→ **WHAT YOU HAVE TO DO**:
Copy the data word for word, keeping every line.

Point-per-instance localization data
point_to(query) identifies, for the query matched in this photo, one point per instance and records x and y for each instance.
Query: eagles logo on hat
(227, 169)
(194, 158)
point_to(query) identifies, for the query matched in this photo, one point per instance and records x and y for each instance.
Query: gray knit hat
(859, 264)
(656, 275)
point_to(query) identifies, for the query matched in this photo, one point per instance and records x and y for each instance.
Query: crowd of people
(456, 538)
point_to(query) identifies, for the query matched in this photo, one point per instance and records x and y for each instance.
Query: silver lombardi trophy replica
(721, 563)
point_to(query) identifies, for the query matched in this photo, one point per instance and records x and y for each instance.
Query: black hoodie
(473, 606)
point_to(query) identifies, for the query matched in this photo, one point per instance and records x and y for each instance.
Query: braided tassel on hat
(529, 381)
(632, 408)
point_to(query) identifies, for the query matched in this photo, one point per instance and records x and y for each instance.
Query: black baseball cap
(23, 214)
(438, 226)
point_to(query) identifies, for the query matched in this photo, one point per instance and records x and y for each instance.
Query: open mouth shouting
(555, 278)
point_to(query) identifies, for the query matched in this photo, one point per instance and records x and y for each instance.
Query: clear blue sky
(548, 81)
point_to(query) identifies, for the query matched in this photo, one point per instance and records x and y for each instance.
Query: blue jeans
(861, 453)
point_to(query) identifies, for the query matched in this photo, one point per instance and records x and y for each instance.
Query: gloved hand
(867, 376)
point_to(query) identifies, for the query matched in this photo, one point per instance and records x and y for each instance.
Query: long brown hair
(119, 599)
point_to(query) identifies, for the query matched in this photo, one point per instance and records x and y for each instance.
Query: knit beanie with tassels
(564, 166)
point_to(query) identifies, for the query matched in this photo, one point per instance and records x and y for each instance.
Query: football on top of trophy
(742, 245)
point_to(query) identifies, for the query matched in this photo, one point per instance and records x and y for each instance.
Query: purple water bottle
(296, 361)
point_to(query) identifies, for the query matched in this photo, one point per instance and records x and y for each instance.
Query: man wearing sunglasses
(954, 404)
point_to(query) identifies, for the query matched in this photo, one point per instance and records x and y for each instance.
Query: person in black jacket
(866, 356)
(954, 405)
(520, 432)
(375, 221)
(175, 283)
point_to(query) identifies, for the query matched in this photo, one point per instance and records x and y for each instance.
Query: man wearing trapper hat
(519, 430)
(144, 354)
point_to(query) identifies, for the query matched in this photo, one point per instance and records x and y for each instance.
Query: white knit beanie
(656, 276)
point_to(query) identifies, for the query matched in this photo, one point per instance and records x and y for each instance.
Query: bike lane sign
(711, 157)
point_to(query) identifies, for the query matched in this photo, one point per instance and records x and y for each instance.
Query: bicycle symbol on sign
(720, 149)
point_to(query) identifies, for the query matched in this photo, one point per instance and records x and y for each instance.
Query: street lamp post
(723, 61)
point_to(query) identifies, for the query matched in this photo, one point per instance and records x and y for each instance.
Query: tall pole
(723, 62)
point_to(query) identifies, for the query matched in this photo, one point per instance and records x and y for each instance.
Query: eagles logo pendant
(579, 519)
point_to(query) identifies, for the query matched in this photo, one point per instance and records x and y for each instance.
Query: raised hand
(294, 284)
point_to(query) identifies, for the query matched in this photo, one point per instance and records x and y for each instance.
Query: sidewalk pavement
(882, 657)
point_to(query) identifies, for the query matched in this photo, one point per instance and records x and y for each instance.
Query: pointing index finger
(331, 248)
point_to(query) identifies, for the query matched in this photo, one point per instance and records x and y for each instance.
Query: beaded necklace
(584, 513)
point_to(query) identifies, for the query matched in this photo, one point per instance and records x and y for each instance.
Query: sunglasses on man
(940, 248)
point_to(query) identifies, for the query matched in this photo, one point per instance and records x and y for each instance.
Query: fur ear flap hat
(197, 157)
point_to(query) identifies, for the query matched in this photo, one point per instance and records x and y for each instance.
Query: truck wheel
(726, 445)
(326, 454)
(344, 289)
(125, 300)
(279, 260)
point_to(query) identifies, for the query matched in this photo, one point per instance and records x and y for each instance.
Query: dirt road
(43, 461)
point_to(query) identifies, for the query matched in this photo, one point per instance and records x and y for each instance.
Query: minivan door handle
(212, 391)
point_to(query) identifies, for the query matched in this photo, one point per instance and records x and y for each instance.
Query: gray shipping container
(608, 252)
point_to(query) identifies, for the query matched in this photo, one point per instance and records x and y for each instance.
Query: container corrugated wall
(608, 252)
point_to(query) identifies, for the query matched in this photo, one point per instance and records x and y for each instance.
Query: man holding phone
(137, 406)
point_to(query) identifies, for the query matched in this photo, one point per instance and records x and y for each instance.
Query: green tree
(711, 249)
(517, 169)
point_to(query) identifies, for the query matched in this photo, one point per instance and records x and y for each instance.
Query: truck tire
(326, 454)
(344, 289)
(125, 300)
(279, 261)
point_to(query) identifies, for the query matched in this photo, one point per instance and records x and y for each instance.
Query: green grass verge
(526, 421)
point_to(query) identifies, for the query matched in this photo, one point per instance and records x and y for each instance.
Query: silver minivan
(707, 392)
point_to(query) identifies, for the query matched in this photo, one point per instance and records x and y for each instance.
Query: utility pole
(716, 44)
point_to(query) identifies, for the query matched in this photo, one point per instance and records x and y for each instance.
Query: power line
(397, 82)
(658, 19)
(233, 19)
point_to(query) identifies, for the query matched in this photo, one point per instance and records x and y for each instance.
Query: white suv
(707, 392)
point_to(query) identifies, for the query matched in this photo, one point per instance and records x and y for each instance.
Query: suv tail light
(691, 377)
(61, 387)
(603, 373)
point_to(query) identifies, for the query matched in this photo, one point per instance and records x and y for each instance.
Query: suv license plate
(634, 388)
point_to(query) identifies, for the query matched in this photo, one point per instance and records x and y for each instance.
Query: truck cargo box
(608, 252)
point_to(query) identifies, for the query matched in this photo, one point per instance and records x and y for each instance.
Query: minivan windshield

→ **RESPONSE**:
point_to(query) identifies, for the query matched in this photo, one point per instance and records x and y for each instance.
Query: eagles logo on hat
(227, 169)
(194, 158)
point_to(query) identifies, for the query matched in this photo, one point per instance and records x and y for each instance.
Query: gray knit hat
(859, 264)
(656, 275)
point_to(query) identifies, for the query matched in this photo, one point per instance and records x and y for each instance.
Query: crowd of people
(456, 538)
point_to(query) identifies, for the query matched in this photo, one point per instance and records x and y for each instance.
Query: silver lombardi trophy replica
(721, 563)
point_to(query) identifies, for the query matched in this photo, one point per instance and records x and y for each instance.
Query: black hoodie
(473, 606)
point_to(query) identifies, for the query matched in this photo, one point per instance and records x and y for each instance.
Query: braided tassel on hat
(529, 381)
(632, 408)
point_to(query) identifies, for the query matched in this photo, one point per instance and records x and y for each instance.
Query: black baseball cap
(23, 214)
(438, 226)
point_to(query) identifies, for the query matched in this photo, one point per instance and records x and y for each instance.
Query: open mouth shouting
(555, 278)
point_to(query) identifies, for the query matched in this photo, one point per instance and records x and y for each instance.
Query: clear blue sky
(548, 81)
point_to(query) identifies, for the query matched in this photo, one point per instance and records x and y for each instance.
Query: blue jeans
(861, 453)
point_to(query) identifies, for the query matched in this photo, one point per instance and records x and y for each instance.
Query: gloved hand
(867, 376)
point_to(query) identifies, for the query matched in this photo, one point per instance and records x and y for each instance.
Query: long brown hair
(119, 599)
point_to(query) identifies, for the query matched in this photo, one point per instance and records x and y for each instance.
Query: knit beanie with tassels
(564, 166)
point_to(query) identifies, for the query matched in this photo, one point per instance and records x and y for each instance.
Query: football on top of trophy
(742, 245)
point_to(query) identifies, for the query matched in this photo, one point per instance and records x and y for each instance.
Query: purple water bottle
(296, 361)
point_to(query) identifies, for the query matched in this photo, one point per instance and records x and y for each instance.
Query: man wearing sunglasses
(954, 404)
point_to(query) identifies, for the query matched in this photo, one point per instance and records x and y for each instance.
Query: person in black jacket
(866, 356)
(954, 405)
(520, 432)
(375, 221)
(175, 283)
point_to(query) identifies, for the query matched in this photo, one point per instance and records x and y for each instance.
Query: man wearing trapper hat
(519, 430)
(144, 354)
point_to(query) identifies, for the query matched in this photo, one point per instance and records x and y for each instance.
Query: white knit beanie
(656, 276)
point_to(query) identifies, for the query matched in this photo, one point per instance and records x and y for each instance.
Query: bike lane sign
(711, 157)
point_to(query) identifies, for the query matched in this photo, one point per instance and records x and y for each instance.
Query: bicycle symbol on sign
(720, 149)
point_to(query) identifies, for the query matched in this photo, one point per instance and records x and y for each instance.
Query: street lamp post
(723, 61)
point_to(query) identifies, for the query matched in this photo, one point per instance and records x and y for each instance.
Query: tall pole
(723, 62)
point_to(query) identifies, for the query matched in this photo, one point per instance and records x and y for each instance.
Query: eagles logo pendant
(579, 519)
point_to(query) identifies, for the query matched in this photo, one point per instance and records x and y for each instance.
Query: raised hand
(294, 284)
point_to(query) identifies, for the query matched in this photo, one point per instance and records x and y for each instance.
Query: sidewalk pavement
(882, 657)
point_to(query) identifies, for the query matched in this photo, one point per instance and records x and y for each instance.
Query: pointing index finger
(331, 248)
point_to(query) identifies, for the query matched in this photo, one point per instance and records x and y for each instance.
Query: beaded necklace
(584, 513)
point_to(query) identifies, for the query matched in this photo, one point per instance and records x and y for each instance.
Query: sunglasses on man
(940, 248)
point_to(query) identifies, for the query matched in this photo, one point per instance and records x and y for each instance.
Query: fur ear flap hat
(197, 157)
point_to(query) identifies, for the query matched in this photo, one point per instance and records x and y for each instance.
Query: truck wheel
(726, 445)
(326, 454)
(344, 289)
(125, 300)
(279, 260)
point_to(query) identifies, for the query matched in this photo, one point per instance and records x and y for each instance.
Query: dirt road
(43, 461)
point_to(query) identifies, for the query matched in this photo, one point per instance and records x and y for each instance.
Query: minivan door handle
(212, 391)
point_to(query) identifies, for the query matched in this photo, one point per instance and records x and y for each instance.
Query: gray shipping container
(608, 252)
point_to(query) identifies, for the query matched in this photo, one point per instance and records x and y for each instance.
Query: container corrugated wall
(608, 252)
point_to(query) identifies, for the query matched in this photo, one point per instance and records x and y for each instance.
Query: man holding phone
(137, 406)
point_to(query) identifies, for the query matched in this photo, one point per instance and records x and y for each instance.
Query: green tree
(711, 249)
(517, 169)
point_to(query) identifies, for the query matched in this photo, one point per instance and records x and y for each instance.
Query: truck tire
(326, 454)
(344, 289)
(125, 300)
(279, 261)
point_to(query) identifies, for the query matched in this photo, one point per instance and records x and y for each instance.
Query: green grass verge
(526, 421)
point_to(query) identifies, for the query matched in this photo, one point per instance and records x and y for each instance.
Query: silver minivan
(707, 392)
point_to(query) identifies, for the query matched in this photo, one point per instance and records x and y for each instance.
Query: utility pole
(716, 44)
point_to(query) identifies, for the query matched in this photo, one point per instance and records x and y for each instance.
Query: power line
(397, 82)
(658, 19)
(233, 19)
point_to(query) identifies, for the query matched in this photo, one point per instance and records x and y for each instance.
Query: white suv
(707, 392)
point_to(query) identifies, for the query matched in this photo, one point per instance and records x and y for each instance.
Query: suv tail light
(691, 377)
(61, 387)
(603, 373)
point_to(query) identifies, for the query matched in this photo, one point per instance and records x and y for each instance.
Query: suv license plate
(634, 388)
point_to(query) identifies, for the query matched in this photo, one point per instance and records x and y for each instance.
Query: truck cargo box
(608, 252)
point_to(query) identifies, for the query matched in this photo, one point per instance and records x and y for each instance.
Query: minivan windshield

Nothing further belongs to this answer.